◆ WHAT IS REQUIRED: How many lines of these entries hold the string "below"? Reply with the number alone.

◆ INFORMATION SUPPLIED:
+---+

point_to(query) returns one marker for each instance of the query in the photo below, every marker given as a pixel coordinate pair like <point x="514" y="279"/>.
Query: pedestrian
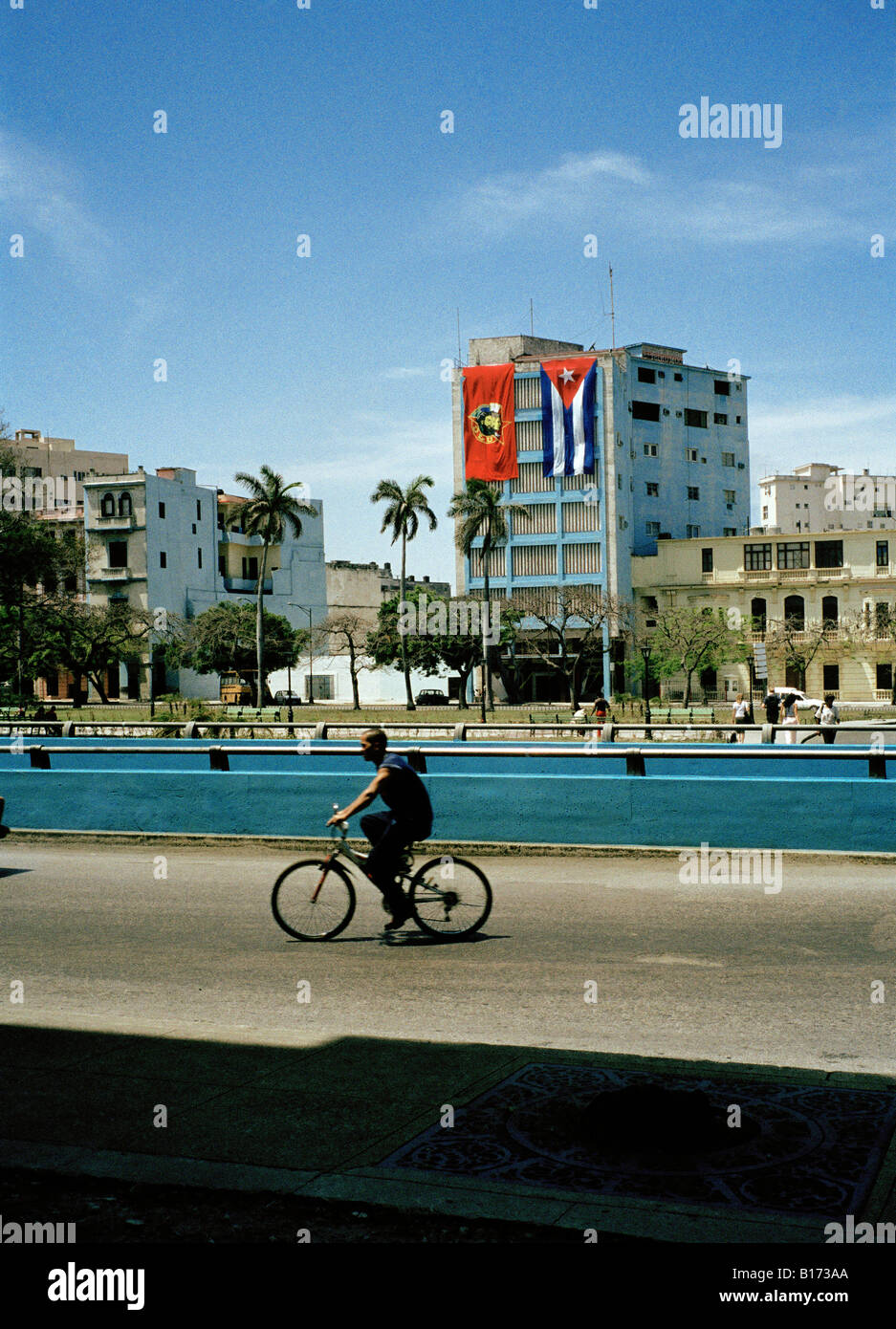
<point x="599" y="711"/>
<point x="739" y="715"/>
<point x="790" y="719"/>
<point x="773" y="708"/>
<point x="827" y="718"/>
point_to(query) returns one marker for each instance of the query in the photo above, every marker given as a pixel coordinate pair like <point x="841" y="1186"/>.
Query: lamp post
<point x="306" y="610"/>
<point x="646" y="651"/>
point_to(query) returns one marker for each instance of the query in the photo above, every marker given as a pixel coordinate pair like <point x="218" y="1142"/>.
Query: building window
<point x="794" y="555"/>
<point x="756" y="557"/>
<point x="828" y="553"/>
<point x="796" y="612"/>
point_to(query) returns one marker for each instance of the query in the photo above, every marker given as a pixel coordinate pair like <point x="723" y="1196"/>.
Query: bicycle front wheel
<point x="449" y="897"/>
<point x="314" y="900"/>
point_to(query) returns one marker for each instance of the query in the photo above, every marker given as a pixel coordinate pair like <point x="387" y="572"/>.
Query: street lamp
<point x="646" y="651"/>
<point x="306" y="610"/>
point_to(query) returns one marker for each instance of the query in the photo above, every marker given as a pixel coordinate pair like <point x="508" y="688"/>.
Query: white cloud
<point x="40" y="194"/>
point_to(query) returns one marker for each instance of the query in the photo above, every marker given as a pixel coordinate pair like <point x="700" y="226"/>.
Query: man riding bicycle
<point x="408" y="818"/>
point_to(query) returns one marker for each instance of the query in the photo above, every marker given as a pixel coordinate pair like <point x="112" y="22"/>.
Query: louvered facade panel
<point x="541" y="520"/>
<point x="535" y="559"/>
<point x="581" y="516"/>
<point x="581" y="558"/>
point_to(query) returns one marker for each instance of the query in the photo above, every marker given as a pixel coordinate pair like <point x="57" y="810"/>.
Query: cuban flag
<point x="568" y="416"/>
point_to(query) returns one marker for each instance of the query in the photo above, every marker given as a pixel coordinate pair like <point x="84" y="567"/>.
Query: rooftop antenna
<point x="612" y="316"/>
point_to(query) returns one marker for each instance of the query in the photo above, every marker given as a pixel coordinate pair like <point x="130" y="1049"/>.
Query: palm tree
<point x="483" y="513"/>
<point x="268" y="512"/>
<point x="403" y="514"/>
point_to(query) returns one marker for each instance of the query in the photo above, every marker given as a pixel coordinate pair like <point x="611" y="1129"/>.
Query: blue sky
<point x="326" y="122"/>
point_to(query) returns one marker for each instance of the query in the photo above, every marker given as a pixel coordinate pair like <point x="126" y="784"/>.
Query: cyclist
<point x="408" y="818"/>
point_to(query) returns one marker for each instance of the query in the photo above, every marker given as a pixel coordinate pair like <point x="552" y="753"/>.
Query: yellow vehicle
<point x="235" y="690"/>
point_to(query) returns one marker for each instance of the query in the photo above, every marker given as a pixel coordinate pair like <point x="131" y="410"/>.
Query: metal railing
<point x="40" y="757"/>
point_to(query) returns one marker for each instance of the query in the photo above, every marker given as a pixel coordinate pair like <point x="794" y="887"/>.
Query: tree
<point x="690" y="640"/>
<point x="483" y="514"/>
<point x="224" y="638"/>
<point x="569" y="633"/>
<point x="403" y="512"/>
<point x="268" y="512"/>
<point x="30" y="553"/>
<point x="351" y="629"/>
<point x="89" y="638"/>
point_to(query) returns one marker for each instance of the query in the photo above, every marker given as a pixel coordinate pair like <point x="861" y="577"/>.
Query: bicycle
<point x="314" y="900"/>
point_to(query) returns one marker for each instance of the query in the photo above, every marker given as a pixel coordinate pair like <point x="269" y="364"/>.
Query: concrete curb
<point x="429" y="848"/>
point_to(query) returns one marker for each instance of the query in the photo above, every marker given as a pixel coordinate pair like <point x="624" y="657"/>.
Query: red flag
<point x="490" y="432"/>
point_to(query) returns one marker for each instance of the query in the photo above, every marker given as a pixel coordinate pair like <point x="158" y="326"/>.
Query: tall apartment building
<point x="670" y="462"/>
<point x="166" y="542"/>
<point x="823" y="497"/>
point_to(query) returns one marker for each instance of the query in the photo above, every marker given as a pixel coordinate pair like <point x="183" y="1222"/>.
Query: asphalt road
<point x="121" y="939"/>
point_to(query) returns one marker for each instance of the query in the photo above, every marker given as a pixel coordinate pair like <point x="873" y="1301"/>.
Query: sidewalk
<point x="473" y="1131"/>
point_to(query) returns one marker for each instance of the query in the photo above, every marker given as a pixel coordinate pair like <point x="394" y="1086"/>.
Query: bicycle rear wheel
<point x="449" y="897"/>
<point x="314" y="900"/>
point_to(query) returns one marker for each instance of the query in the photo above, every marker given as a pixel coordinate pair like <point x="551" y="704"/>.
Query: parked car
<point x="803" y="702"/>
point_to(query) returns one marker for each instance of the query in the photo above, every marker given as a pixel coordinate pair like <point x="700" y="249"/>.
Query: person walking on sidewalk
<point x="408" y="818"/>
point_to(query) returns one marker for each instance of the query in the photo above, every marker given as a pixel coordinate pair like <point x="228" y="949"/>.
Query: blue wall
<point x="766" y="804"/>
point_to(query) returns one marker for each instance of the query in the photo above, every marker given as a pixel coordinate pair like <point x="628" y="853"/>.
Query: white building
<point x="823" y="497"/>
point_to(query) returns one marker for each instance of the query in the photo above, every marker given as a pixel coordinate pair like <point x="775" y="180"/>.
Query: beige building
<point x="845" y="579"/>
<point x="58" y="460"/>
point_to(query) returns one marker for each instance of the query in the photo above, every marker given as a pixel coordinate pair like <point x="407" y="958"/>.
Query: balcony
<point x="248" y="585"/>
<point x="116" y="575"/>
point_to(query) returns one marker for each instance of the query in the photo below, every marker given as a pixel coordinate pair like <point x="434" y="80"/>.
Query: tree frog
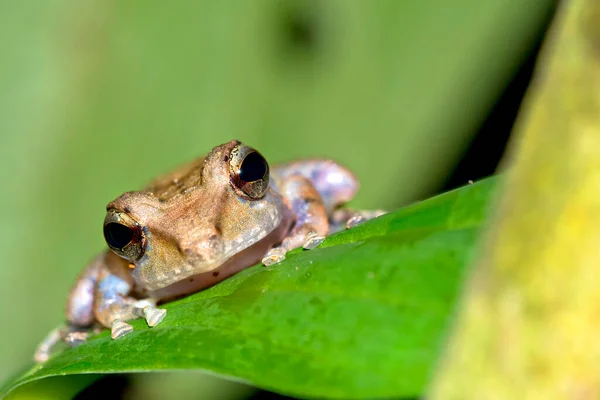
<point x="189" y="229"/>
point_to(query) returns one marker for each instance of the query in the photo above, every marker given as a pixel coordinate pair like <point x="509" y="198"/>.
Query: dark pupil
<point x="117" y="235"/>
<point x="253" y="168"/>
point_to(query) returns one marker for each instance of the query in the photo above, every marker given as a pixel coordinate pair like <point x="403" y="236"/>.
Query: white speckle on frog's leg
<point x="356" y="220"/>
<point x="119" y="329"/>
<point x="313" y="240"/>
<point x="274" y="256"/>
<point x="154" y="315"/>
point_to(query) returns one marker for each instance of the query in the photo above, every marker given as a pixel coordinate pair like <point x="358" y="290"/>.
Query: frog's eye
<point x="123" y="235"/>
<point x="249" y="171"/>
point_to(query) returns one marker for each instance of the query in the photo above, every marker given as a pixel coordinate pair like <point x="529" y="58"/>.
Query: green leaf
<point x="361" y="316"/>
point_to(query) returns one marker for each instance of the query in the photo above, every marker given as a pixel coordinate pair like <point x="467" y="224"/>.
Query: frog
<point x="198" y="225"/>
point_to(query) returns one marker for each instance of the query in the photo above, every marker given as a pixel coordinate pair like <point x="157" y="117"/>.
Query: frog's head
<point x="195" y="219"/>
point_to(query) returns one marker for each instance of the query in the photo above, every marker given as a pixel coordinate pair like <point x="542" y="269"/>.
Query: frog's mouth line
<point x="197" y="280"/>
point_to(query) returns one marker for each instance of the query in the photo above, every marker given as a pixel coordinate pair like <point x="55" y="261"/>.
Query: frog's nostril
<point x="118" y="235"/>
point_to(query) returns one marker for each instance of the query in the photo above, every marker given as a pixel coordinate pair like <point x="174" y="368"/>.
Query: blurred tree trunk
<point x="529" y="322"/>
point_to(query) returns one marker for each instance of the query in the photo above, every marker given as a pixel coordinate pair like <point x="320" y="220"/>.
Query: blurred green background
<point x="97" y="97"/>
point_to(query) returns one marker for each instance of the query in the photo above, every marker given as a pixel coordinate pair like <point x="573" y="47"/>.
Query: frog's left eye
<point x="249" y="171"/>
<point x="123" y="235"/>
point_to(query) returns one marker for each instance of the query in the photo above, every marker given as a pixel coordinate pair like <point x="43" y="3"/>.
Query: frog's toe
<point x="274" y="256"/>
<point x="76" y="338"/>
<point x="154" y="315"/>
<point x="313" y="240"/>
<point x="356" y="220"/>
<point x="119" y="329"/>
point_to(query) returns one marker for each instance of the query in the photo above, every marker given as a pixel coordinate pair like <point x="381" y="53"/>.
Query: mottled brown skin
<point x="198" y="225"/>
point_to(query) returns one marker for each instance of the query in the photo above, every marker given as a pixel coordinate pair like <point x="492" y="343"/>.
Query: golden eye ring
<point x="249" y="172"/>
<point x="124" y="235"/>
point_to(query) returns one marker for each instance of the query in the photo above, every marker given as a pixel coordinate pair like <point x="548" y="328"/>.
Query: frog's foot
<point x="274" y="256"/>
<point x="118" y="329"/>
<point x="312" y="240"/>
<point x="354" y="221"/>
<point x="154" y="315"/>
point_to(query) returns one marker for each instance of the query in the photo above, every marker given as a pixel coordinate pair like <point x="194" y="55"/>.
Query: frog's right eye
<point x="249" y="172"/>
<point x="124" y="236"/>
<point x="118" y="235"/>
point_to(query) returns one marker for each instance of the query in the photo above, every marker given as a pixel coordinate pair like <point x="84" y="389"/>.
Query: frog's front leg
<point x="114" y="306"/>
<point x="311" y="218"/>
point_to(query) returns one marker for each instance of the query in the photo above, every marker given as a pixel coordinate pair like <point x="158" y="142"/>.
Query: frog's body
<point x="199" y="225"/>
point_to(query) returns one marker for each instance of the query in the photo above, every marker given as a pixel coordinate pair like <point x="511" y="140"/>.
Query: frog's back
<point x="334" y="182"/>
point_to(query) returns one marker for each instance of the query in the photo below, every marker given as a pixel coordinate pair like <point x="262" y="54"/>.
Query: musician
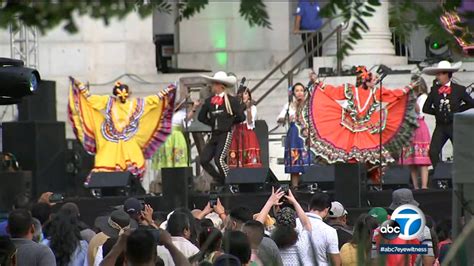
<point x="444" y="100"/>
<point x="220" y="112"/>
<point x="174" y="152"/>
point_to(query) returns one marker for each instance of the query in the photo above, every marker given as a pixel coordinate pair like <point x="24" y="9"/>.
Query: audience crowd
<point x="284" y="232"/>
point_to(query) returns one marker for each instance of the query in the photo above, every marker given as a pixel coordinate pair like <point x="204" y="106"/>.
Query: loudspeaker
<point x="320" y="174"/>
<point x="40" y="106"/>
<point x="175" y="183"/>
<point x="78" y="166"/>
<point x="396" y="176"/>
<point x="115" y="184"/>
<point x="351" y="184"/>
<point x="251" y="179"/>
<point x="39" y="147"/>
<point x="13" y="184"/>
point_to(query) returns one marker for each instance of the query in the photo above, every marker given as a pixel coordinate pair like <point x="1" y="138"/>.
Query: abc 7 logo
<point x="407" y="223"/>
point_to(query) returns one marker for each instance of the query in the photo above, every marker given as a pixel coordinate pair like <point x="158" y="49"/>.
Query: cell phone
<point x="56" y="198"/>
<point x="213" y="199"/>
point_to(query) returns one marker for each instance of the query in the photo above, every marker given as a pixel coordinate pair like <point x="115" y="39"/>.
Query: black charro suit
<point x="443" y="107"/>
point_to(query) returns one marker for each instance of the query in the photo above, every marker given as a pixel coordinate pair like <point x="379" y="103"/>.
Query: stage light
<point x="16" y="81"/>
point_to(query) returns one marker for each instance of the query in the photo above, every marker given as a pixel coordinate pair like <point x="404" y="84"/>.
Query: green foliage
<point x="351" y="11"/>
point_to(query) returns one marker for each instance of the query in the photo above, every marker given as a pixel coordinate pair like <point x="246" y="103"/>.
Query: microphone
<point x="242" y="83"/>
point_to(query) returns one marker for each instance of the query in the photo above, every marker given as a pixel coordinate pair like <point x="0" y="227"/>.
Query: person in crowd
<point x="7" y="252"/>
<point x="416" y="155"/>
<point x="64" y="239"/>
<point x="379" y="213"/>
<point x="210" y="242"/>
<point x="444" y="100"/>
<point x="268" y="250"/>
<point x="174" y="152"/>
<point x="323" y="238"/>
<point x="86" y="233"/>
<point x="400" y="197"/>
<point x="110" y="226"/>
<point x="21" y="201"/>
<point x="346" y="124"/>
<point x="140" y="212"/>
<point x="357" y="250"/>
<point x="292" y="245"/>
<point x="120" y="130"/>
<point x="309" y="20"/>
<point x="237" y="243"/>
<point x="297" y="155"/>
<point x="255" y="232"/>
<point x="221" y="112"/>
<point x="179" y="228"/>
<point x="21" y="229"/>
<point x="139" y="248"/>
<point x="337" y="218"/>
<point x="245" y="149"/>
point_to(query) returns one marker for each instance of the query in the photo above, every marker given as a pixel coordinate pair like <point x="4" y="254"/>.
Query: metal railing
<point x="309" y="39"/>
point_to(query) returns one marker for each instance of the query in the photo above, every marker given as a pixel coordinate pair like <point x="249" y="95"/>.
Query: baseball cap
<point x="337" y="210"/>
<point x="379" y="213"/>
<point x="132" y="206"/>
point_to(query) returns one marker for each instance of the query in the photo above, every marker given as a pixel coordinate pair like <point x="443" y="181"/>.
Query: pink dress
<point x="417" y="152"/>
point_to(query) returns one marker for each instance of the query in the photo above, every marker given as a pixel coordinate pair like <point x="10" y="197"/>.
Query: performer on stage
<point x="444" y="100"/>
<point x="220" y="112"/>
<point x="174" y="152"/>
<point x="245" y="149"/>
<point x="120" y="131"/>
<point x="297" y="155"/>
<point x="416" y="154"/>
<point x="346" y="122"/>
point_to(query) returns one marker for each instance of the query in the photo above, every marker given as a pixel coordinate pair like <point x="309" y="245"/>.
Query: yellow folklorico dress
<point x="120" y="135"/>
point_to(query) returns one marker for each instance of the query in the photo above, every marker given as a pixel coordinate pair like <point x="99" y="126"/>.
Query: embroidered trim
<point x="108" y="130"/>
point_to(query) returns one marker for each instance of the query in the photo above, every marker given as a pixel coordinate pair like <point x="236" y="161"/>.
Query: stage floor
<point x="436" y="203"/>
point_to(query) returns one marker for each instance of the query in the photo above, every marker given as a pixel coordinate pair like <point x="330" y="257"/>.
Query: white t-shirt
<point x="323" y="237"/>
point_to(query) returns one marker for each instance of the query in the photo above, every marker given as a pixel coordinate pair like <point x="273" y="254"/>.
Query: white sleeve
<point x="283" y="111"/>
<point x="333" y="242"/>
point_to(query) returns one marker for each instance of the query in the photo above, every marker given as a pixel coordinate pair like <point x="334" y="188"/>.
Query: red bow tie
<point x="444" y="90"/>
<point x="217" y="100"/>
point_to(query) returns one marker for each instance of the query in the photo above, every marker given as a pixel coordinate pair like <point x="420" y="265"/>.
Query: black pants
<point x="217" y="148"/>
<point x="442" y="133"/>
<point x="311" y="44"/>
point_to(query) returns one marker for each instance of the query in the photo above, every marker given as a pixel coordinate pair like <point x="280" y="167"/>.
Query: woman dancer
<point x="297" y="155"/>
<point x="347" y="120"/>
<point x="416" y="155"/>
<point x="245" y="149"/>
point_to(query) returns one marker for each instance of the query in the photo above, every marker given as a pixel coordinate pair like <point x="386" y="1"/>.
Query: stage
<point x="434" y="202"/>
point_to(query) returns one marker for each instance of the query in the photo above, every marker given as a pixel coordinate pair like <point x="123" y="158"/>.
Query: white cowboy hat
<point x="443" y="66"/>
<point x="221" y="77"/>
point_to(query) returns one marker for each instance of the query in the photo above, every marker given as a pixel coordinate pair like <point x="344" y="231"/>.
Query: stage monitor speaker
<point x="320" y="174"/>
<point x="251" y="179"/>
<point x="351" y="184"/>
<point x="40" y="106"/>
<point x="442" y="176"/>
<point x="176" y="183"/>
<point x="39" y="147"/>
<point x="115" y="184"/>
<point x="463" y="155"/>
<point x="396" y="176"/>
<point x="13" y="184"/>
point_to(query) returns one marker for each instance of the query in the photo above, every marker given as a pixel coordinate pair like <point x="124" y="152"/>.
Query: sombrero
<point x="442" y="66"/>
<point x="221" y="77"/>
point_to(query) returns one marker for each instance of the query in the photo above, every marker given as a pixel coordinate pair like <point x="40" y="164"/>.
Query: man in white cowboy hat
<point x="220" y="112"/>
<point x="445" y="99"/>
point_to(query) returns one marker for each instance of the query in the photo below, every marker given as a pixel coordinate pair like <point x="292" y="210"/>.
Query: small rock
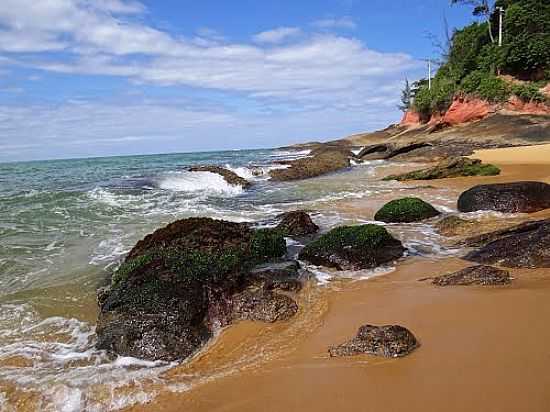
<point x="406" y="210"/>
<point x="296" y="223"/>
<point x="475" y="275"/>
<point x="230" y="177"/>
<point x="517" y="197"/>
<point x="353" y="248"/>
<point x="389" y="341"/>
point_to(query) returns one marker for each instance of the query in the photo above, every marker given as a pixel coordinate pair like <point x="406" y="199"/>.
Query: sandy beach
<point x="482" y="348"/>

+---+

◆ EXERCISE ANSWER: 4